Exercises
**a.** Decide whether each statement agrees with the text on cavities and fillings, answering yes or no and quoting the deciding words: (i) Once a hole has formed in a tooth, brushing, flossing, or fluoride can stop the decay. (ii) An abscessed tooth that has stopped hurting is still infected. (iii) The death of the dental pulp is painless.
**b.** Carry on the text about cavities and fillings past its final sentence.

Selected passage

◇ ◇ ◇ ◇

Patients often ask me why they need a filling if their tooth doesn’t hurt. Also, for every patient that actually asks, I know there are probably five thinking the same thing in their head that don’t bother to mention it. When someone does ask, I often tell them that maintaining teeth is similar to maintaining a car engine. If you waited until your car engine showed symptoms (i.e. seized up) to change the oil, it would be a lot more time consuming and expensive to fix than if you took preventative action and actually performed routine maintenance. The same is true for teeth. if you wait until they hurt then it is usually far more difficult and expensive to fix them than if you fix them as soon as a problem is detected. This is why dentists recommend regular checkups.
First let’s look at what a cavity (scientific term: dental caries) is. A cavity is basically a bacteria filled hold in a tooth. It starts with microscopic damage to the surface of the tooth by acid secreting bacteria. Once enough surface is dissolved by the acid that the bacteria can actually enter into the tooth, they do. At this point the bacteria continue to proceed deeper and deeper into the tooth dissolving the tooth away from the inside out. None of this is painful. Rarely does it even cause sensitivity. Rarely can it been seen without the help of x-rays. Once a hole has formed in the tooth, nothing (not even brushing, flossing, or fluoride) will stop this process except removing the decay and then covering the hole with a protective material (i.e. getting a filling).
So when does a cavity hurt? Eventually the bacteria penetrate very deep to the middle of the tooth which contains a soft tissue called dental pulp. When the bacteria become very near this tissue, sensitivity may begin. When the bacteria enter this tissue it invariably dies. It is trapped in a hard space and when infected tries to swell like any other part of the body does when infected. In the hard space it cannot swell but instead increases in pressure cutting off its own blood supply. Then it dies. The process of death of the dental pulp is extremely painful. After death it feels better, but now the tooth is full of dead, rotting tissue. Sometime later enough bacteria from this rotting tissue leak out of the tooth into the bone to cause an abscess in the bone. At this point it become very painful again. The abscess may go through cycles of being very painful and then not hurting at all only to repeat again. Whether an abscessed tooth is hurting or not, it is still dangerous and the infection is still there. The periods of pain relief come from the abscess finding a way to drain its pus into the mouth relieving the pressure and the pain. Eventually the drain clogs up and it starts to hurt again. The only way to fix it is to get the dead, rotten tissue out by either removing the tooth or cleaning out the inside of the tooth
(called a root canal procedure).
The bad new is that once the tooth begins to die it is going to die. It cannot heal because of the decreasing blood supply. The tooth may not ever experience increased sensitivity prior to starting to die. If it does, it will usually only be for a short period of time before the dying process begins. Therefore, if you wait until it hurts to fix it you are very likely to need a root canal procedure. Also because you have waited for it to become a very big hole instead of a little hole you will probably need a build-up and a crown (cap) as well. Worst of all, a tooth that gets a root canal and crown in a young person (yougner than middle age) is unlikely to last the rest of the person’s life.

◇ ◇ ◇ ◇

Supplied material
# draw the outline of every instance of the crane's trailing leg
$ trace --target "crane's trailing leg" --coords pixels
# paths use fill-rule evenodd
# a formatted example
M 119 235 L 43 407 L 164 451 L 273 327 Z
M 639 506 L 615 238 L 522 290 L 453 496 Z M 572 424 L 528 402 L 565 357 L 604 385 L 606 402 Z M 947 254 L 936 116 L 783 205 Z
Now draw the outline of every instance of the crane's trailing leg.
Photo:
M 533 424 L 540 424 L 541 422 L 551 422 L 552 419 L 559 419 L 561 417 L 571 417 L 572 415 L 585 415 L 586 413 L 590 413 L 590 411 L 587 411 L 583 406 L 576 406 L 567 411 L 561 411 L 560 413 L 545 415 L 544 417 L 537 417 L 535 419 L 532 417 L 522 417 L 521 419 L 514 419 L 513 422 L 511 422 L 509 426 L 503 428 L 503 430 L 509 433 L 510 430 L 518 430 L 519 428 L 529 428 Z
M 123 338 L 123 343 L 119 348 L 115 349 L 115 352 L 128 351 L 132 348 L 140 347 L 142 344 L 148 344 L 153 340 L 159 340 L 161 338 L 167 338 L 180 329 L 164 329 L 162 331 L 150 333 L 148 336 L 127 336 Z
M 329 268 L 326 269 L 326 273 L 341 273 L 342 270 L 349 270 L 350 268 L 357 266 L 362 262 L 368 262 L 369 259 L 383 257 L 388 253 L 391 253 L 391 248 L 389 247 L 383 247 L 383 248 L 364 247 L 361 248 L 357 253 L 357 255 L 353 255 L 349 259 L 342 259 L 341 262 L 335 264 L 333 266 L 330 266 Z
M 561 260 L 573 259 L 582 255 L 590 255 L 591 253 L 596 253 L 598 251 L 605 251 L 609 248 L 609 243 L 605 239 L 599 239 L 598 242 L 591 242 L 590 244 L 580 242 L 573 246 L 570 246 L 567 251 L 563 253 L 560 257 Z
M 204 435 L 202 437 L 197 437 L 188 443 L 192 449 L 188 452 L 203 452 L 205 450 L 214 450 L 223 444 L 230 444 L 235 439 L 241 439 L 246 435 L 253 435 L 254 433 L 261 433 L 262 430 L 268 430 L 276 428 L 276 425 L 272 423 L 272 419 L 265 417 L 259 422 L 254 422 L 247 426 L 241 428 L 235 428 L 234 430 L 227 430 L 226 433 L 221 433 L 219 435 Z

◇ ◇ ◇ ◇

Answers to the exercises
**a.**
(i) No: "Once a hole has formed in the tooth, nothing (not even brushing, flossing, or fluoride) will stop this process except removing the decay and then covering the hole with a protective material"
(ii) Yes: "Whether an abscessed tooth is hurting or not, it is still dangerous and the infection is still there."
(iii) No: "The process of death of the dental pulp is extremely painful."

**b.**
It is impossible to predict how long it will take a small cavity to go from just starting out to needing a root canal. Cavities progress at different speeds depending on diet, oral hygiene, and saliva composition and amount. Some may progress to tooth ache in just a few months and some may take years. Therefore there is no way to say this tooth has a cavity but won’t need a filling until such and such date.
So when do we see cavities without an x-ray? The short answer is only when they are really big. Your dentist can probably see visual clues of cavity presence before a lay person because he or she looks at cavities all day every day. However, even your dentist cannot see many cavities visually until they are pretty large. The outside of the tooth is a shell of hard material called enamel (a mineral crystal -basically rock coating your tooth). The inside of the tooth is made of dentin which is similar to bone. While dentin is also hard, it is much softer than enamel. It is also much easier to dissolve in acid. Therefore the cavity enters the tooth through a microscopic hole in the enamel and then spreads out widely in the softer dentin. The hole in the dentin may be much, much bigger then the hole in the enamel. What looks like a little black dot the size of a pinhead on the surface of your tooth can easily be a huge hole the size of half your tooth underneath.
Large cavities that cannot be seen by visually examining the teeth.
The x-ray on the left shows two teeth that are both nearly half destroyed by cavities. Also the tooth on the right is most likely already infected and will require a root canal, build-up, and crown. The cavities in both teeth were not readily apparent on visual examination.
X-rays show calcified materials very well (bones and teeth). Since cavities are basically a process of calcium loss due to acid attack, they also show very well as a specific spot of no calcification within the normal calcification of a tooth. We can detect a cavity on x-ray before we can see it visually. When we do we recommend a filling. The earlier we can detect a cavity, the smaller the filling to fix it will need to be. A small filling will last you much longer than a large filling. A filling generally ranges from $100-$200. A root canal, build-up, and crown generally ranges from $1500-$2500. This is why dentists recommend filling teeth that don’t hurt. It can avoid the need for root canals and crowns. It can allow you to have less invasive small fillings rather than large ones. It can save you thousands of dollars down the line. Most importantly it can help ensure a lifetime of healthy service from your teeth.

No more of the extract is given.